> Texte à étudier
'''
Dans le ciel de Laponie, les aurores boréales dansent aussi gracieusement que Michelle Gisin virevolte dans les piquets de slalom. Dans les dessins célestes, l’Obwaldienne contemple ses desseins de grandeur au moment d’aborder sa 13e saison sur le front de la Coupe du monde. Et la double championne olympique se veut ambitieuse. « J’aimerais jouer le général et le grand Globe de cristal. Ce n’est pas un objectif, mais un rêve », assure, dans un grand sourire, celle qui vient de se fiancer l’été dernier avec le géantiste italien Luca de Aliprandini. « Si tu es dans le top 5, que tu as le momentum en ta faveur, tout est possible. Mais il faut évidemment un peu de chance et être prête à la saisir. »
Pour se galvaniser, Michelle Gisin se remémore sa formidable saison 2020-2021. Sur un circuit amputé de ses fans après la pandémie mondiale, la skieuse d’Engelberg avait tutoyé les sommets pour terminer au 3e rang du général derrière Petra Vlhová et Lara Gut-Behrami. « Terminer juste derrière ces deux athlètes représente l’un des plus beau accomplissements de ma carrière. » Cette saison, Michelle Gisin se retrouvera à nouveau face à la Slovaque, qui doit cependant retrouver son meilleur niveau après une grosse blessure au genou, à la Tessinoise, tenante du gros Globe, mais également face à la skieuse de tous les records Mikaela Shiffrin et à Federica Brignone, brillante lauréate du géant de Sölden. « Ce sont des athlètes qui sont extrêmement fortes dans trois disciplines. Elles y skient encore plus fort que moi. C’est la raison pour laquelle je me dois d’être performante dans quatre. »
'''
> Problèmes à résoudre
1: Dans le texte sur Michelle Gisin, à quel rang la skieuse a-t-elle terminé le classement général de la saison 2020-2021 ?
2: Poursuivez le texte sur Michelle Gisin à partir de sa dernière phrase.

[Extraits d'un jeu de données]
'''
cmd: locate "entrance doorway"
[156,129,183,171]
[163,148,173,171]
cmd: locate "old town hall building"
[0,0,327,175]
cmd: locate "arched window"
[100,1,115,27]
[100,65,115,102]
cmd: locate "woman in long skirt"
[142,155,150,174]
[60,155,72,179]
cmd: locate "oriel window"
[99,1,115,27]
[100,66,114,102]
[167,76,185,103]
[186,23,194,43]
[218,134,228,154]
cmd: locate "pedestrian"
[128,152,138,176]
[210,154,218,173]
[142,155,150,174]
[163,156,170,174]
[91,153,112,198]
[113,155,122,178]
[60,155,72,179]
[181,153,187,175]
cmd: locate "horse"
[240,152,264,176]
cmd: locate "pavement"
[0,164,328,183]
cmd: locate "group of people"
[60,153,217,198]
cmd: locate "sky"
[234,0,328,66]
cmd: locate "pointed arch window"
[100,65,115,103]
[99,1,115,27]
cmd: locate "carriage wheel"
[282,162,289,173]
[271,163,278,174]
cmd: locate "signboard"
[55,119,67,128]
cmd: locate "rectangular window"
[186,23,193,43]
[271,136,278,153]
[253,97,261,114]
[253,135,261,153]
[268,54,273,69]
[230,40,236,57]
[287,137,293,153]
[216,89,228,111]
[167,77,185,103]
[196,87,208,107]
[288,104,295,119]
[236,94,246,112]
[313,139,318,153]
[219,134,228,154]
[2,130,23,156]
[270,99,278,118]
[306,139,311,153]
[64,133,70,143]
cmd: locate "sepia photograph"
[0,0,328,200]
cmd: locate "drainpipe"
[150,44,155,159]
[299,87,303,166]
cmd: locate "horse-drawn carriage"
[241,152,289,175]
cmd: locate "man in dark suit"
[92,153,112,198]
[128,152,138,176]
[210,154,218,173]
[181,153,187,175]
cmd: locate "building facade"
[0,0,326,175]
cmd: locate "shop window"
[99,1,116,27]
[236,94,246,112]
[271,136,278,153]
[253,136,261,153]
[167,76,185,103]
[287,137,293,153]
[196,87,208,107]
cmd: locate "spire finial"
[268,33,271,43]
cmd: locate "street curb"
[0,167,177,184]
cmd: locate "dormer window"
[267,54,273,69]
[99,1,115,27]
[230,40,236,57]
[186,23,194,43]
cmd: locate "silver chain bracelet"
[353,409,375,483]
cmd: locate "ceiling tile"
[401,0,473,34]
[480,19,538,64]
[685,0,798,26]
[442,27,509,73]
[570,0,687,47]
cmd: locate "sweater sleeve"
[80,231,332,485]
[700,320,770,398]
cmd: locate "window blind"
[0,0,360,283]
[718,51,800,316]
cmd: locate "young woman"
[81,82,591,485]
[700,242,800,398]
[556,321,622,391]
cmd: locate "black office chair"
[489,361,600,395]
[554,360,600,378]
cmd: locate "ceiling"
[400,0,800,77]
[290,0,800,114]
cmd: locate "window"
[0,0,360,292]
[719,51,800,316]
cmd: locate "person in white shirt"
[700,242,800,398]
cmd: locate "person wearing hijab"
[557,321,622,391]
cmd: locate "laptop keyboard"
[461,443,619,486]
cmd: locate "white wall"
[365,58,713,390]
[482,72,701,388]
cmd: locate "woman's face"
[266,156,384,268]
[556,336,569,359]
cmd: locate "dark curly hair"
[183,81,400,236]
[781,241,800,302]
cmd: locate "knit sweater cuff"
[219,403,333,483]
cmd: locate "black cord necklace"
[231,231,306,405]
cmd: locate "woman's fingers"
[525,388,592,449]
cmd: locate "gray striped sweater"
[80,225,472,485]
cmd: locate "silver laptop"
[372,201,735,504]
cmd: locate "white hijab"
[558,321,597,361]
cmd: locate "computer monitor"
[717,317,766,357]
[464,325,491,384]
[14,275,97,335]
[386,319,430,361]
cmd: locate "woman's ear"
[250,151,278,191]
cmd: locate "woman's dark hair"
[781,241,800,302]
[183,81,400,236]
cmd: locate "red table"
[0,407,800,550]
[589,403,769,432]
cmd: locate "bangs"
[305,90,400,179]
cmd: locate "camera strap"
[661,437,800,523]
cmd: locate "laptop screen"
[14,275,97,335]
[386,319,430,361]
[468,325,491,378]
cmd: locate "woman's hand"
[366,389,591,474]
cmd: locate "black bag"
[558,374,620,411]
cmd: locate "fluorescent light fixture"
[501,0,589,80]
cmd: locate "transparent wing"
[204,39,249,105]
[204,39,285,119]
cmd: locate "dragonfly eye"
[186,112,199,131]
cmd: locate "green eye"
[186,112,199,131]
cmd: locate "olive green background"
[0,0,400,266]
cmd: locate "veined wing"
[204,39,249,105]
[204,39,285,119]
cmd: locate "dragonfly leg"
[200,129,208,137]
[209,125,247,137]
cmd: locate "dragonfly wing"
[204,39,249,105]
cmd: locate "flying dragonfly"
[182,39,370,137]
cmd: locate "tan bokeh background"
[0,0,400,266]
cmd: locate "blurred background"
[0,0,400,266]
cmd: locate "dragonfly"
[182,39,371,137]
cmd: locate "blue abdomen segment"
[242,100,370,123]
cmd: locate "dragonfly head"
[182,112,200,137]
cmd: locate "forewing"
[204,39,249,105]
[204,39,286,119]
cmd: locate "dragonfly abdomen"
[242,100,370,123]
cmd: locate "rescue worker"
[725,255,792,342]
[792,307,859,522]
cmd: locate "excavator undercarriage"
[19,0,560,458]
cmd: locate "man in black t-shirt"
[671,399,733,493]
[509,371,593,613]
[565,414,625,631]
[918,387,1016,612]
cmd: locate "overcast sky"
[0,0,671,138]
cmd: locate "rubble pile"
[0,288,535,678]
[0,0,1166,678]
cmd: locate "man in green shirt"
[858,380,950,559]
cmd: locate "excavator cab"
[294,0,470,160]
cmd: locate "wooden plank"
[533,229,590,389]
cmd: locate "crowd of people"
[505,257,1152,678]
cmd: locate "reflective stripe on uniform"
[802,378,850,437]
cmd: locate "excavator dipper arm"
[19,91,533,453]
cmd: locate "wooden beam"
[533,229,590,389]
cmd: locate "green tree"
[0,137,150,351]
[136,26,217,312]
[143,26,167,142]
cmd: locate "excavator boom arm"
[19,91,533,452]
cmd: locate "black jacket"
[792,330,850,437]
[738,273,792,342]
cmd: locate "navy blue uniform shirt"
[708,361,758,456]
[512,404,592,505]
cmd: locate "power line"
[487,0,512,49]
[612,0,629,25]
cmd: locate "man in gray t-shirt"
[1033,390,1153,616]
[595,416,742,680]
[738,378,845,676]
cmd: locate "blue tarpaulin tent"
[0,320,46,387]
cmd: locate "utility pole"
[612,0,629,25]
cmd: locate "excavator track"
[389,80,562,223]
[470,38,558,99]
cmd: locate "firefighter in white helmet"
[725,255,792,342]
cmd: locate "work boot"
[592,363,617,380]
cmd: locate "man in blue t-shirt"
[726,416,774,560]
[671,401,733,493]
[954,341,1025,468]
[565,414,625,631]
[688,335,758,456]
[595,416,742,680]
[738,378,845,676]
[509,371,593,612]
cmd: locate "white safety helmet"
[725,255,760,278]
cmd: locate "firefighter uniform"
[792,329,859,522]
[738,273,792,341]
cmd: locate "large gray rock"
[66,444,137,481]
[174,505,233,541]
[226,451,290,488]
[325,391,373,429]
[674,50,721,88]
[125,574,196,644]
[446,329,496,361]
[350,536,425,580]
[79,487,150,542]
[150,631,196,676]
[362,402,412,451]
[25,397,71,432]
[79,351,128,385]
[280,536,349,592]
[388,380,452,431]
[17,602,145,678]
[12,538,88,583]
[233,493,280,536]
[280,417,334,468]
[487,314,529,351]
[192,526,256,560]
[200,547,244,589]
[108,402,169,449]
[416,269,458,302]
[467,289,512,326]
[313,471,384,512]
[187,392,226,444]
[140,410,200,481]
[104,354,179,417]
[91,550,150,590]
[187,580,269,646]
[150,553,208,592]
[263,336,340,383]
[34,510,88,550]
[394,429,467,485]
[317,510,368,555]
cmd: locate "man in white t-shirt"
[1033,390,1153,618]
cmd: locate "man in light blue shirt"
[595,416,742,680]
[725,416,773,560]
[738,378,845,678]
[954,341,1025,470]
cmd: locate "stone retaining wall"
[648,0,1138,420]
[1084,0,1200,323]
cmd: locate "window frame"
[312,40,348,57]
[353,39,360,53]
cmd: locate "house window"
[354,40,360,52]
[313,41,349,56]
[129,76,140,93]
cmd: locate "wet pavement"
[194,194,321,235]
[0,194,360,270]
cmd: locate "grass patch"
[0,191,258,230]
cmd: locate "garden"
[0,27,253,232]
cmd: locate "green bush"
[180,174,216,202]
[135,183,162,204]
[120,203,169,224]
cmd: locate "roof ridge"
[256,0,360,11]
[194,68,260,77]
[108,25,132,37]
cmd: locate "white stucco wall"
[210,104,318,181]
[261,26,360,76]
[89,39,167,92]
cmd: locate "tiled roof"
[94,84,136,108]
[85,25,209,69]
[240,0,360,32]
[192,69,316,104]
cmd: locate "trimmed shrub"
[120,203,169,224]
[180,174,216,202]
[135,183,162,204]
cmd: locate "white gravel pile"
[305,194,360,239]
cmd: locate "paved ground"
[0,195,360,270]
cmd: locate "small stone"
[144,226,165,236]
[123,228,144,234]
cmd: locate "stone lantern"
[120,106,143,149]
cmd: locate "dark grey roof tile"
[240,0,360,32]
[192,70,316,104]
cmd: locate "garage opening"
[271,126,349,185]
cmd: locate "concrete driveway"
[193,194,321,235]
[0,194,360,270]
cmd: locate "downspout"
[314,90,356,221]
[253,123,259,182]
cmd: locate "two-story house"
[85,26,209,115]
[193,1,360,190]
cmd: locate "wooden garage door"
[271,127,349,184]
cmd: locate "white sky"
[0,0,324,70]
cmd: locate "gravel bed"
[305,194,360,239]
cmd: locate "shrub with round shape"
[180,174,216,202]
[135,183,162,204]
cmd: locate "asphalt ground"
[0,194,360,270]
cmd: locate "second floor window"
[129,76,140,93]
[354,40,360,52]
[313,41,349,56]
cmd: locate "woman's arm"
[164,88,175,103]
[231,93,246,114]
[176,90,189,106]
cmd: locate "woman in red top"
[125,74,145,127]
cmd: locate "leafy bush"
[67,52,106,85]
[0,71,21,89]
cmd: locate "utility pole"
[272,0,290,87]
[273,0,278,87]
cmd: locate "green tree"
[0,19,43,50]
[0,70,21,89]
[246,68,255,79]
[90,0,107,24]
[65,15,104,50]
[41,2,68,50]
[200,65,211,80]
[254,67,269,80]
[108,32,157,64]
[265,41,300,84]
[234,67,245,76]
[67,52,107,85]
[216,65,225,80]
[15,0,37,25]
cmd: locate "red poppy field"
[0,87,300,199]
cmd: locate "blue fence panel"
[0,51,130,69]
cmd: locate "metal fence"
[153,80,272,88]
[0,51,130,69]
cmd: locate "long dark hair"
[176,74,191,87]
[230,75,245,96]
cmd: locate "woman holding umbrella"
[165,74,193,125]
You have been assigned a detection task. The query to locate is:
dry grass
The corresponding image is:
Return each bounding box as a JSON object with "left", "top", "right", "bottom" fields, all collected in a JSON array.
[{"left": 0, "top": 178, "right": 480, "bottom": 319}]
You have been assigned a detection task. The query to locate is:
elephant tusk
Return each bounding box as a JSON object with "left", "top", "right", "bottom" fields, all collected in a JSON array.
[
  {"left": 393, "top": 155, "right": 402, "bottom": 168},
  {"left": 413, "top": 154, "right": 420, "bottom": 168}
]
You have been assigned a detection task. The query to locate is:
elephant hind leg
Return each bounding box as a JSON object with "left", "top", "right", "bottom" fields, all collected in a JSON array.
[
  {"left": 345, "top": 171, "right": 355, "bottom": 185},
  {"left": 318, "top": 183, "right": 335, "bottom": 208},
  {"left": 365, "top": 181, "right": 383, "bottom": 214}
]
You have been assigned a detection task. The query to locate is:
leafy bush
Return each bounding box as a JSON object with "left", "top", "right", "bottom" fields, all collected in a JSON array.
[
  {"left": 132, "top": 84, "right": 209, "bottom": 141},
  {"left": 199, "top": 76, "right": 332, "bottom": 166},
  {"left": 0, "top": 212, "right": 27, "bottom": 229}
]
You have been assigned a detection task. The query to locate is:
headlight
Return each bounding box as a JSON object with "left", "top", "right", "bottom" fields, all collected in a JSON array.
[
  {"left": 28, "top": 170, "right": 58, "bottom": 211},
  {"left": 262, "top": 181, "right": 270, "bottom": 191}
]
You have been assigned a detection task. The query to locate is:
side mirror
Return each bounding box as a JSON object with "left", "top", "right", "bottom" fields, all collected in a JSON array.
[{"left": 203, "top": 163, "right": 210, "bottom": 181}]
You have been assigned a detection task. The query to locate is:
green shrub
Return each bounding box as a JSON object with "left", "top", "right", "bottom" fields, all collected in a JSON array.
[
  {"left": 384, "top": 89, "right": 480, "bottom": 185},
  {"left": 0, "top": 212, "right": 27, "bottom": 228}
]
'''
> Réponses par exercice
1: Au 3e rang, derrière Petra Vlhová et Lara Gut-Behrami.

2:
Être performante dans les quatre disciplines
Une fois encore, la skieuse aux 268 départs en Coupe du monde s’alignera, normalement, sur toutes les compétitions de l’hiver. « J’aimerais faire les choses à 100% », concède cette bête de course, qui n’arrive « pas à pousser à l’entraînement » contrairement au moment où elle se retrouve avec un dossard sur le dos. Descente, super-G, géant et slalom, la petite soeur de Marc et Dominique a les moyens de ses ambitions. « Il est difficile à dire dans quelle discipline je suis la plus forte. » Pour appuyer ses propos, elle prend en exemple ses statistiques qui rappellent qu’elle a déjà terminé 4e tant en super-G (2017-2018), en géant (2020-2021), qu’en slalom (2020-2021 et 2023-2024), sans être non plus en reste en descente puisqu’elle avait conclu sa saison 2017-2018 au 6e rang. « L’objectif est d’assembler toutes les pièces, de retrouver mon niveau de 2020 et être au max dans toutes les disciplines. »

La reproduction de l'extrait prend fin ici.